**About this task**
Find the line with "Query: doorway". Transcribe it and each later line of the data exactly, up to and including the last.

------ Records for the task

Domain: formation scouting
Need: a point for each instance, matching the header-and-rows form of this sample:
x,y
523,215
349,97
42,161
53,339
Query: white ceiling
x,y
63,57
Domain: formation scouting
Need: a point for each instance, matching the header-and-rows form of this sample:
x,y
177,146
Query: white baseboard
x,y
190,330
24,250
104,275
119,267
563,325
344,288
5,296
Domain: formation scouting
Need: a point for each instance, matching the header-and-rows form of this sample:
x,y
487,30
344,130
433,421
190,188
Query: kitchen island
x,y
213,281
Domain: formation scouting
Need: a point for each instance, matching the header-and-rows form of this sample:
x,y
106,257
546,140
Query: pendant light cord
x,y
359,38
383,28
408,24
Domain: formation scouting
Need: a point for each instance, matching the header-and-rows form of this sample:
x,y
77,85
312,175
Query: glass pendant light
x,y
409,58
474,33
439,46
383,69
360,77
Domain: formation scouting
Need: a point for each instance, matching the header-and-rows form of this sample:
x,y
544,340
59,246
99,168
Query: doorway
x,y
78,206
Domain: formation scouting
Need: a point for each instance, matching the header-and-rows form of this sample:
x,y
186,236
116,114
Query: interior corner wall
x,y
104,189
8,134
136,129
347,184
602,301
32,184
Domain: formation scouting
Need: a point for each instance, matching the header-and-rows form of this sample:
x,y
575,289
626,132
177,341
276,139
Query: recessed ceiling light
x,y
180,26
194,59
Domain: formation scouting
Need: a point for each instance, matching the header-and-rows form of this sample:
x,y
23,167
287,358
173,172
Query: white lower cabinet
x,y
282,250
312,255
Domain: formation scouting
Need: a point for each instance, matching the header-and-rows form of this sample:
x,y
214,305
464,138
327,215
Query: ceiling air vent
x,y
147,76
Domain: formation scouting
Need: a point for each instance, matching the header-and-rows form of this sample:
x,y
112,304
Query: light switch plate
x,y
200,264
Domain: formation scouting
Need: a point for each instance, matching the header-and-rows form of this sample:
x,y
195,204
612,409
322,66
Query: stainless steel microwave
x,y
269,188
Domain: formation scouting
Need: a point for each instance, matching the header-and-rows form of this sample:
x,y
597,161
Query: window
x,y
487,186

------------

**The answer**
Query: doorway
x,y
78,206
Domain: formation scouting
Need: a point for each instance, matching the header-and-rows form of this sample:
x,y
186,236
116,114
Query: interior corner wall
x,y
104,189
8,134
136,129
347,184
602,301
32,184
Domain: formation scouting
Need: a point for each instance, matching the header-and-rows form of this sample:
x,y
575,289
626,132
177,341
276,139
Query: recessed ceiling light
x,y
180,26
194,59
Domain: formation scouting
Need: a point for each instance, matching the header-and-rows form of this sample:
x,y
23,167
287,358
173,172
Query: white lower cabinet
x,y
282,250
312,255
Domain: formation scouting
Need: a point for each instance, matching the header-and-rows form of this sample:
x,y
214,305
464,138
327,215
Query: ceiling air vent
x,y
147,76
Domain: formation scouting
Need: a point for each instance, matching the header-and-rows form of this sample:
x,y
112,304
Query: light switch plate
x,y
200,264
Domain: formation scouting
Need: a point for each instance, matching the header-and-rows form of this sample:
x,y
195,204
612,409
322,66
Query: stainless steel microwave
x,y
269,188
Domain: formation scouting
Need: a point for each instance, matching the header-and-rows form of this sample:
x,y
597,161
Query: window
x,y
487,186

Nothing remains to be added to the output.